Instructions for the task
From the listing below, return each line that includes "water".

Supplied material
• • •

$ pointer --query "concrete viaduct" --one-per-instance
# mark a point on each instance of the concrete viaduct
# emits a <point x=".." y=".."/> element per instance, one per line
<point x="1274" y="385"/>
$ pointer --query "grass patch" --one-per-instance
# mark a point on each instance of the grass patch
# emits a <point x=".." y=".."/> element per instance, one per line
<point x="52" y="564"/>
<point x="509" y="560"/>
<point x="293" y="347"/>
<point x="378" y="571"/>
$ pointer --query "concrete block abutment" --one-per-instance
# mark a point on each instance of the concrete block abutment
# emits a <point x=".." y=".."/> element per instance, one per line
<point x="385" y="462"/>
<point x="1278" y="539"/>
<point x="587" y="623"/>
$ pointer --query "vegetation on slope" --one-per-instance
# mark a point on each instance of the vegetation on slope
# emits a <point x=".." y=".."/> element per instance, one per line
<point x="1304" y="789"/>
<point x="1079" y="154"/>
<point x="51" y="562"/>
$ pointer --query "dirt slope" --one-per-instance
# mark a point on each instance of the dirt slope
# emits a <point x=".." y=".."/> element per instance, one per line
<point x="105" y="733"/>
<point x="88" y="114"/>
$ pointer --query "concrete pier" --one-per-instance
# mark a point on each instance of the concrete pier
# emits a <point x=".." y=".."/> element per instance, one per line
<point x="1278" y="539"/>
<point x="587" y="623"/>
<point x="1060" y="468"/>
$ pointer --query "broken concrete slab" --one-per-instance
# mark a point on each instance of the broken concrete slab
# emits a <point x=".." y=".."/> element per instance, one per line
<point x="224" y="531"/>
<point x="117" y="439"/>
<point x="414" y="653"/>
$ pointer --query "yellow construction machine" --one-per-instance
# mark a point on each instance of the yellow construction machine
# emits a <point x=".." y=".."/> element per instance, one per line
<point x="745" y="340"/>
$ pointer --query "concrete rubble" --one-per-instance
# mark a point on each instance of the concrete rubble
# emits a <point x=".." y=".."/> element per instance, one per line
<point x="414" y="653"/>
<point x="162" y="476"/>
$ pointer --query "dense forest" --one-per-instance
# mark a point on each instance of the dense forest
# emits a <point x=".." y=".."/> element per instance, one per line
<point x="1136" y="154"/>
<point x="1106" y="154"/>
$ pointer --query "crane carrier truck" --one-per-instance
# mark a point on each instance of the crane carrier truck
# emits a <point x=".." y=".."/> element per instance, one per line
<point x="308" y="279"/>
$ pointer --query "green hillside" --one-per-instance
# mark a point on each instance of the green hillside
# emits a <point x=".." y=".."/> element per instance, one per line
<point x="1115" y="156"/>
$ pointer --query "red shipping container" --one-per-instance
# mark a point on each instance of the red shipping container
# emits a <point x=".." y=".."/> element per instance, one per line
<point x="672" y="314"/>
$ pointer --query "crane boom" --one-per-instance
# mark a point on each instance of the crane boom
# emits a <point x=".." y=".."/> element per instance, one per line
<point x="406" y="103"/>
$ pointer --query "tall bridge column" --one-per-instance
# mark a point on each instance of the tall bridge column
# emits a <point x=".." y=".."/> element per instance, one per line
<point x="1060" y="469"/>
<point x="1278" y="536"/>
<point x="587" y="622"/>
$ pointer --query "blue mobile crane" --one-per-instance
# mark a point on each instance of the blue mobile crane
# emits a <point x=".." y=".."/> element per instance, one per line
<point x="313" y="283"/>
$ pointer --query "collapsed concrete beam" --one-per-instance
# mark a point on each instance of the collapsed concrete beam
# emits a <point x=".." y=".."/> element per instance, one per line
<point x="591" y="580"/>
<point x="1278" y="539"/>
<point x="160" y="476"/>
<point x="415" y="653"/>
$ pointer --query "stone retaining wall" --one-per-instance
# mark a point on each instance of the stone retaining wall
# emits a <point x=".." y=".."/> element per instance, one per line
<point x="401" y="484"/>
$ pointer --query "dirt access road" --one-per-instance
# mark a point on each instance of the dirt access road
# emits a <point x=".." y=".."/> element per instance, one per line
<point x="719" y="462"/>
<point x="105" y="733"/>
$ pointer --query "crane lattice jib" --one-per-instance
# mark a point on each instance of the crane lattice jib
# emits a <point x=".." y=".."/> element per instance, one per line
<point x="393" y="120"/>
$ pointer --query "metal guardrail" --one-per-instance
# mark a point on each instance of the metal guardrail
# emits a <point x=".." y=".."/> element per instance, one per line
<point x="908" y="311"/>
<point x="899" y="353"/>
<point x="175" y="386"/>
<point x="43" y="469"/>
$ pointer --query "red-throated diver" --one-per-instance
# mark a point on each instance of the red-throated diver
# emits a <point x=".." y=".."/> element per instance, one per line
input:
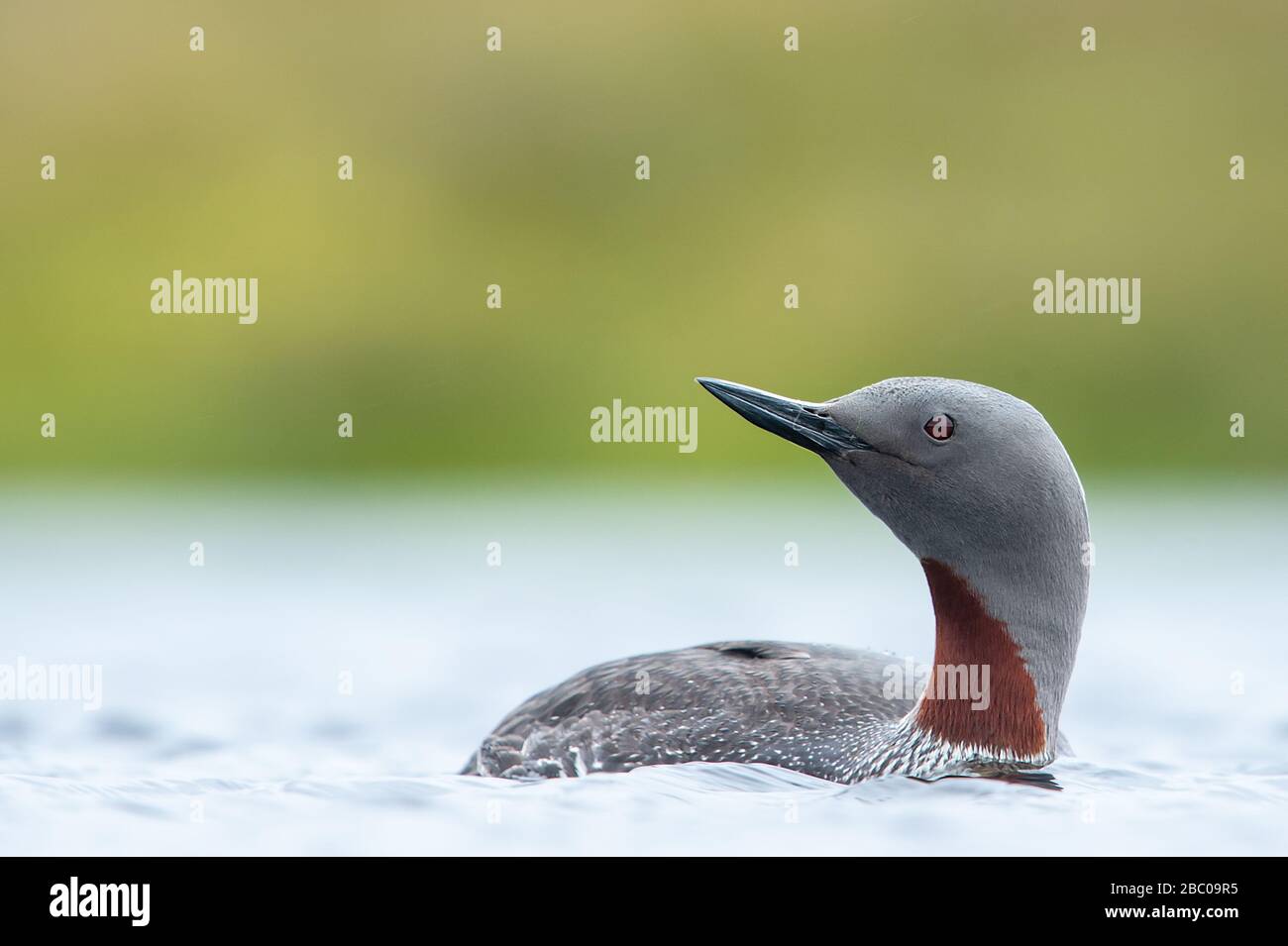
<point x="979" y="488"/>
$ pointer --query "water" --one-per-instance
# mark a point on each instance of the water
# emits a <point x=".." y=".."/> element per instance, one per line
<point x="223" y="727"/>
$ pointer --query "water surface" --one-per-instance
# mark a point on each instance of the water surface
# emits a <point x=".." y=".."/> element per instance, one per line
<point x="317" y="683"/>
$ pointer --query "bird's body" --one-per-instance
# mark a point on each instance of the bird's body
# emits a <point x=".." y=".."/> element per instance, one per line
<point x="978" y="486"/>
<point x="812" y="708"/>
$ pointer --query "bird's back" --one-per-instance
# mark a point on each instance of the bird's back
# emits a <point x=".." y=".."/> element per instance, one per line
<point x="811" y="708"/>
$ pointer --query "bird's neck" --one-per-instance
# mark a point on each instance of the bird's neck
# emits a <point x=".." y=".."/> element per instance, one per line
<point x="982" y="696"/>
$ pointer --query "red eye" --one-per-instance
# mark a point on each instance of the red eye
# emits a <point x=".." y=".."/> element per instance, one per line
<point x="940" y="426"/>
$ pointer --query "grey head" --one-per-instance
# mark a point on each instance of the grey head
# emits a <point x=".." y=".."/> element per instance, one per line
<point x="977" y="484"/>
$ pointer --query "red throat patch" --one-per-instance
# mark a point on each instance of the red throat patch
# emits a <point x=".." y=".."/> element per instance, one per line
<point x="967" y="640"/>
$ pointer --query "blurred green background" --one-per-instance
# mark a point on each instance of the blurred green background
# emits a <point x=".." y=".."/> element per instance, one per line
<point x="518" y="168"/>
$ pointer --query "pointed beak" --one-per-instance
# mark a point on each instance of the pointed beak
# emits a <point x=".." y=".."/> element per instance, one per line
<point x="804" y="424"/>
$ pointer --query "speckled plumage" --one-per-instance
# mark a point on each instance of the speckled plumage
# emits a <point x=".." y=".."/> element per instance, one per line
<point x="811" y="708"/>
<point x="996" y="514"/>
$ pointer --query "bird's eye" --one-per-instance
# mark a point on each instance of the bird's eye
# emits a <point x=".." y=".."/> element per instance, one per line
<point x="939" y="428"/>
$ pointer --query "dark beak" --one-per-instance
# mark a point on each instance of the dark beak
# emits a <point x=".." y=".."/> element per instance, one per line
<point x="804" y="424"/>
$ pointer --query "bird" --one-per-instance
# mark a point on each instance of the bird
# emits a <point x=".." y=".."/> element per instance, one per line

• • •

Worked solution
$ pointer --query "water" --one-per-instance
# mark a point on each instance of the water
$ pointer --query "water surface" --one-per-instance
# mark a point on each instance of the water surface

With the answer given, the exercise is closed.